▶ [Text extract]
# Joint compound over acrylic flange?



## mae-ling (Dec 9, 2011)

If I understand correctly (Pictures would be great) you may need at L or J trim. Keep it about 1/8" away, mud over it leaving a 1/8" gap and paint and caulk with mildew resistant. bathtub caulk


----------



## joecaption (Nov 30, 2011)

Glued on or nail on surround?
If it's a nail on the old sheet rock should have been cut to the ceiling, surround installed direct to the studs, then new sheet rock install on all sides to cover the flange, and just caulking on the outside edges.
With a glued on surround there should be no gap.


----------



## 2cents (May 16, 2015)

Not using trim - - just putting greenboard around the surround, but there is a place about 12 inches long that we cannot use the greenboard because the wall is off square so it would make it stick out way too much to camouflage so I want to just compound and paint over that section of acrylic flange. But my question is whether or not the compound will adhere to the acrylic surface without any type of bonding agent. Does that make sense?


----------



## joecaption (Nov 30, 2011)

No it does not make since.
Acrilic flexes, drywall compound does not.
Really need a picture so we can see what your seeing.
Sounding more and more like it was done wrong.

▶ [Given entries]
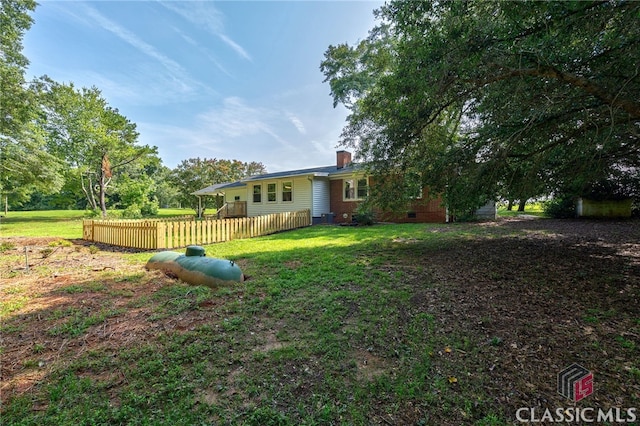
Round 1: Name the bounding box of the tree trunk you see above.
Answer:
[100,152,112,219]
[99,174,107,219]
[518,199,527,212]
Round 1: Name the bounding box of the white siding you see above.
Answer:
[224,186,247,203]
[311,177,331,217]
[246,176,312,217]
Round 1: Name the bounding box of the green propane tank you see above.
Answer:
[145,246,244,288]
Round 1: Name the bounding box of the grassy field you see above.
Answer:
[498,202,545,217]
[0,209,194,239]
[0,211,640,425]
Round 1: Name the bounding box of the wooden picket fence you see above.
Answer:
[82,209,311,250]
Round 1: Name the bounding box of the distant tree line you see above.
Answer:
[0,0,266,217]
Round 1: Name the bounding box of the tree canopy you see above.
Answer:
[0,0,62,200]
[36,78,157,216]
[321,0,640,213]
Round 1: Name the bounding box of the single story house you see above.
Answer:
[193,151,495,223]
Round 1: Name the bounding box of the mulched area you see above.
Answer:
[404,218,640,419]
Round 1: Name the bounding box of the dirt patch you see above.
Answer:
[408,219,640,418]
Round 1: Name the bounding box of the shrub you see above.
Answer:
[140,201,159,217]
[544,195,576,219]
[122,204,142,219]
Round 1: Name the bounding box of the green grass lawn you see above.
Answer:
[498,201,545,217]
[0,209,194,239]
[0,211,640,426]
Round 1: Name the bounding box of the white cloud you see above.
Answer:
[161,1,252,61]
[287,112,307,135]
[86,6,186,77]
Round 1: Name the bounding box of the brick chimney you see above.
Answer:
[336,151,351,169]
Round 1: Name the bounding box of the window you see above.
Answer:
[357,178,369,200]
[344,178,369,200]
[282,181,293,201]
[267,183,276,203]
[405,173,422,199]
[253,185,262,203]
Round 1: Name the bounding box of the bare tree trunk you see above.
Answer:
[80,174,98,210]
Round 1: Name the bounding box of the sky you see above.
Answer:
[23,0,382,172]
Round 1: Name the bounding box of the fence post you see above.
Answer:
[152,221,167,249]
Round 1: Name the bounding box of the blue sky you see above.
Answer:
[24,0,382,172]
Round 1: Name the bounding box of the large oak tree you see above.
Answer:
[321,0,640,213]
[0,0,62,206]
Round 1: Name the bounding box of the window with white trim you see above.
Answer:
[267,183,277,203]
[253,185,262,203]
[282,180,293,202]
[343,178,369,201]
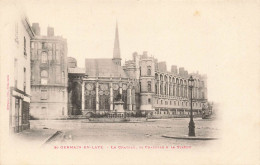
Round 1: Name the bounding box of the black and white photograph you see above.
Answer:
[0,0,260,165]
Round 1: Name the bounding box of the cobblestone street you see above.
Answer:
[18,118,220,147]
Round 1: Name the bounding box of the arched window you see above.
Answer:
[148,98,151,104]
[41,70,48,78]
[147,66,152,76]
[42,52,48,63]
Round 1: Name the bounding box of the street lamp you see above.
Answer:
[188,76,195,136]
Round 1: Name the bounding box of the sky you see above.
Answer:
[16,0,260,102]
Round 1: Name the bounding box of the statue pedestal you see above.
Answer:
[114,100,125,113]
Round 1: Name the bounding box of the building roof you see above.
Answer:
[85,58,128,78]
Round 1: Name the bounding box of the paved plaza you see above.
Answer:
[17,118,220,147]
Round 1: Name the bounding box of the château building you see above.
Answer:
[27,23,207,119]
[68,23,207,116]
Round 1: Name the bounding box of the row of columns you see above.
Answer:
[157,81,202,98]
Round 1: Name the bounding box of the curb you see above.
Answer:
[162,135,219,140]
[42,131,63,145]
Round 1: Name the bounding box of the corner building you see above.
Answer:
[30,23,68,119]
[68,23,207,116]
[3,13,34,133]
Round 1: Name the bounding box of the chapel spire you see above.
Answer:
[113,22,121,66]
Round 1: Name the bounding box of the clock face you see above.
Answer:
[87,84,93,90]
[100,84,108,91]
[113,84,118,90]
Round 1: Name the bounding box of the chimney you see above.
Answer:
[47,27,54,37]
[179,67,184,76]
[171,65,178,74]
[142,51,147,58]
[158,61,167,72]
[32,23,41,36]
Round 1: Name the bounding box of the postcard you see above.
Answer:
[0,0,260,165]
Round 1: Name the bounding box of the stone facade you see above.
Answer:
[0,13,34,132]
[68,24,207,116]
[30,23,68,119]
[31,24,207,119]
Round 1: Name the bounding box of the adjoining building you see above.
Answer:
[68,23,136,115]
[1,10,34,132]
[68,23,207,116]
[30,23,68,119]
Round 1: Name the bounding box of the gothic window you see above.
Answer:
[148,81,152,92]
[147,66,152,76]
[42,52,48,64]
[41,90,48,100]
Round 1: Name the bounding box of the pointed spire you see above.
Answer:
[113,21,121,60]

▶ [The problem]
Using the forum thread on joint compound over an acrylic flange, answer each question briefly.
(a) How far away does mae-ling say to keep the trim?
(b) For a nail-on surround, where does joecaption say the surround should be installed?
(c) How long is the section where 2cents cannot use greenboard?

▶ [Task solution]
(a) About 1/8 inch.
(b) Directly to the studs.
(c) About 12 inches.